## INSTRUÇÕES DE TRABALHO
**a.** No texto sobre a Prova de Emissão de Gases, quais associações de criadores já são parceiras do experimento?
**b.** Prossiga com o texto sobre a Prova de Emissão de Gases a partir da última frase apresentada.

-------- TRECHO SELECIONADO --------

O estado tem forte presença de raças bovinas de origem europeia, adaptadas ao clima mais frio, à produção extensiva a pasto e referência em qualidade de carne. Agora a pesquisa e as raças estão aliadas para elevar essa produção a um novo patamar: mais voltada aos desafios do meio ambiente, combinando preservação com produção de alto rendimento.
Um estudo desenvolvido pela Embrapa Pecuária Sul, com sede em Bagé (RS), culminou na Prova de Emissão de Gases (PEG). Ela consiste na coleta do metano emitido por jovens reprodutores e na medição desse gás no meio ambiente. O experimento já conta com a parceria das associações de criadores das raças Angus, Hereford, Braford e Charolês. “Já faz dez anos que trabalhamos nessa medição da emissão de gases, mas sempre com animais a campo. Hoje fazemos a metodologia em confinamento. Nós propusemos ao grupo que já trabalhava com provas de eficiência alimentar e avaliação a campo que também fizéssemos a mensuração dos gases para derrubar essa antítese de que a pecuária é a vilã do meio ambiente”, explica a pesquisadora especialista em Manejo de Pastagens e Ecologia de Pastejo da Embrapa Pecuária Sul, Cristina Genro.

-------- DADOS FORNECIDOS --------

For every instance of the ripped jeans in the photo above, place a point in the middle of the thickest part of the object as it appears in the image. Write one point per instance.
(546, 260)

--------

## TAREFAS RESOLVIDAS
**a.** As associações de criadores das raças Angus, Hereford, Braford e Charolês.

**b.**
Como é feita a medição
A PEG busca identificar animais que apresentem menor emissão de metano por quilo de alimento consumido e por quilo de peso vivo produzido. Para isso são avaliados 30 animais de cada raça por ano, totalizando 120 animais ano. Todos são machos reprodutores indicados pelas associações e que vem de toda região Sul. A técnica utilizada para a medição é a chamada gás traçador hexafluoreto de enxofre (SF6). Uma cápsula com a substância é administrada via oral ao reprodutor no início da prova. O SF6 liberado pela cápsula mistura-se aos gases da fermentação da ruminação, atuando como um traçador do gás metano produzido e arrotado pelo animal. O ar expirado pelo bovino é captado por um tubo capilar de aço inoxidável posicionado na região logo acima das narinas.
O tubo capilar é conectado por uma mangueira a um recipiente cilíndrico de alumínio, localizado no dorso do bovino, preenchido pelos gases captados durante os cinco dias de coleta. Depois, o recipiente é pressurizado com nitrogênio e as concentrações do metano e do SF6 são determinadas a partir de técnicas de cromatografia gasosa em laboratórios especializados. Além dos recipientes colocados nos animais, são distribuídos na área mais quatro cilindros providos de válvulas reguladoras de ingresso em cada período experimental, a fim de captar amostras do ambiente.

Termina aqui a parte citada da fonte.